• **Document section**:
Call For Submissions - Submit Here
We invite submissions that discuss recent developments in all areas of research on, and applications of, Genetic Improvement. The International Workshop on Genetic Improvement is the premier workshop in the field and provides an opportunity for researchers interested in automated program repair and software optimisation to disseminate their work, exchange ideas, and discover new research directions.
Topics of interest include both the theory and practice of Genetic Improvement. Applications of GI include, but are not limited to, using GI to:
- Improve runtime efficiency
- Decrease memory consumption
- Decrease energy consumption
- Transplant new functionality
- Specialise software
- Generate multiple versions of software
- Improve low level or binary code
- Use of Large Language Models with GI
- Use of AI with GI
- Repair bugs
- GI techniques in industrial settings
The workshop emphasises interaction and discussion between participants.
Authors are encouraged to submit early and in-progress work.
We invite two types of submissions:
- Research papers (eight page limit, including references)
- Position papers (two page limit, including references)
Papers should be submitted electronically here and must conform to the IEEE conference proceedings template as per the ICSE submission process (template)
Accepted papers must be presented at GI 2025 and will appear in the ICSE workshops volume. The official publication date of the workshop proceedings is the date the proceedings are made available by IEEE. This date may be up to two weeks prior to the first day of ICSE 2025. The official publication date affects the deadline for any patent filings related to published work.
The best paper and best presentation will be awarded during the workshop.
Following the workshop selected papers will be invited to submit to a special issue of the Automated Software Engineering journal on “Genetic Improvement: Pushing the Boundaries of Automated Software Development”

Referring expression pointing data:
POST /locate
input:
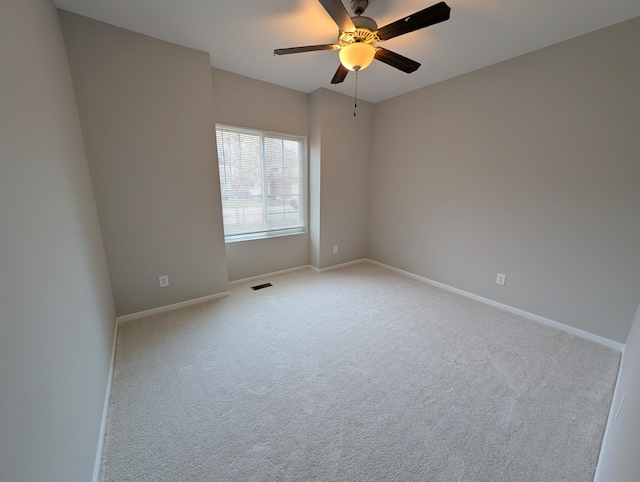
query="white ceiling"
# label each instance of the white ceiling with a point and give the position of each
(241, 35)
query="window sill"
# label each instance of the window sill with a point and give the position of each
(237, 238)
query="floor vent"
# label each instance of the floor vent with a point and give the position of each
(259, 287)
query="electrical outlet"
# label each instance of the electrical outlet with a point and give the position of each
(620, 405)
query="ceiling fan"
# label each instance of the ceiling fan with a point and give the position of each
(358, 35)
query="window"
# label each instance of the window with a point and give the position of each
(262, 182)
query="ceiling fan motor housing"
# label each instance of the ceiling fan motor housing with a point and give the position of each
(359, 6)
(365, 32)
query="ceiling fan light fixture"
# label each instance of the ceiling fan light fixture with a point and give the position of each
(357, 56)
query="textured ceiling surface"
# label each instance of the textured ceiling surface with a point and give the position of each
(240, 36)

• **Task list**:
**1)** In the Genetic Improvement workshop call for submissions, what is the page limit for position papers?
**2)** Quote the passage of the Genetic Improvement workshop call for submissions that opens with the words containing "Authors are encouraged" and closes with "(eight page limit, including references)".
**3)** Extend the Genetic Improvement workshop call for submissions, picking up right after its final line.
The lines above have no connection to the Genetic Improvement workshop call for submissions.

• **Exercise results**:
**1)** Two pages, including references.

**2)**
Authors are encouraged to submit early and in-progress work.
We invite two types of submissions:
- Research papers (eight page limit, including references)

**3)**
Workshop Chairs
Aymeric Blot is a Senior Lecturer at the University of Rennes and a member of the IRISA research centre in the joint Inria/IRISA DiverSE team. After receiving a doctorate from the University of Lille, focused on automated algorithm design for multi-objective combinatorial optimisation, they moved to University College London to work on software specialization using genetic improvement. Currently working on developing and maintaining the Magpie automated software improvement framework.
Vesna Nowack received her PhD in Computer Architecture at UPC, Spain (2016). Recently, she worked on APR in academia (Queen Mary University of London, Lancaster University) and industry (Bloomberg). She is currently a Research Associate at Imperial College London with a focus on human-in-the-loop ML systems.
Oliver Krauss received his doctorate in 2022 in Pattern Mining and Genetic Improvement in Compilers and Interpeters. His research focuses on mining patterns in software, as well as data, to improve runtime performance and energy consumption. He maintains several open source frameworks, such as Amaru.
Penn Faulkner Rainford received their PhD in 2019 from the University of York. They work on the interface of Biochemistry and Computing (University of York). Their GI research centres on applications of principles of natural evolution to genetic improvement. Currently focused on phylogenetic analysis for systems designed for real-time evolutionary adaptation (Lancaster University).